Please quote every one of the rows below word for word, without changing or leaving out anything.

== EXCERPTED DATA ==

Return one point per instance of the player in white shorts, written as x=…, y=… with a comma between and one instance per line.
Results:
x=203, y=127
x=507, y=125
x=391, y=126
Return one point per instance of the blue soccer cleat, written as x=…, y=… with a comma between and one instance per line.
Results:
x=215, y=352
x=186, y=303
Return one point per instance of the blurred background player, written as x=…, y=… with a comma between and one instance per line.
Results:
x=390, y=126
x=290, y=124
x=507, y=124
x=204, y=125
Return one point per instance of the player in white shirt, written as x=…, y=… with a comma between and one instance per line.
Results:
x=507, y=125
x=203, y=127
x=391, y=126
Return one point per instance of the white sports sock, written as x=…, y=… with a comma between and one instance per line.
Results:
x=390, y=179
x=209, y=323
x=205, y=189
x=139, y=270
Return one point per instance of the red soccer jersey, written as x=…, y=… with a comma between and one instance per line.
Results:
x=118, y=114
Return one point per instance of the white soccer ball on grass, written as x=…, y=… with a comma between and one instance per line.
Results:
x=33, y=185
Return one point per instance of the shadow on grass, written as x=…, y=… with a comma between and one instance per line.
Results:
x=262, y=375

===

§ **ANSWER TO THIS TASK**
Return one point per instance of the player in white shorts, written as x=…, y=… with a comma between and one instance per line.
Results:
x=203, y=127
x=507, y=125
x=391, y=126
Return one point per instance of the blue soccer cleat, written as x=…, y=… with a comma between and one instance per line.
Results:
x=215, y=352
x=186, y=303
Return one point per instance of the blurred background player, written as x=…, y=… with a comma between and one instance per line.
Results:
x=390, y=126
x=290, y=124
x=507, y=124
x=204, y=125
Return one point per instance of the player in white shirt, written as x=…, y=… with a comma between and one instance per line.
Results:
x=507, y=125
x=203, y=127
x=391, y=126
Return one point per instance of the white sports sock, written as x=…, y=… with a comma between and one instance per line.
Results:
x=390, y=179
x=209, y=323
x=205, y=189
x=139, y=270
Return one point per instance of the red soccer jersey, written as x=…, y=… with a comma between and one instance per line.
Results:
x=118, y=114
Return one point per instance of the white soccer ball on grass, written as x=…, y=… with a comma between and one instance per line.
Results:
x=33, y=185
Return one point per instance of the shadow on grass, written as x=…, y=… with a comma between and one instance per line.
Results:
x=262, y=375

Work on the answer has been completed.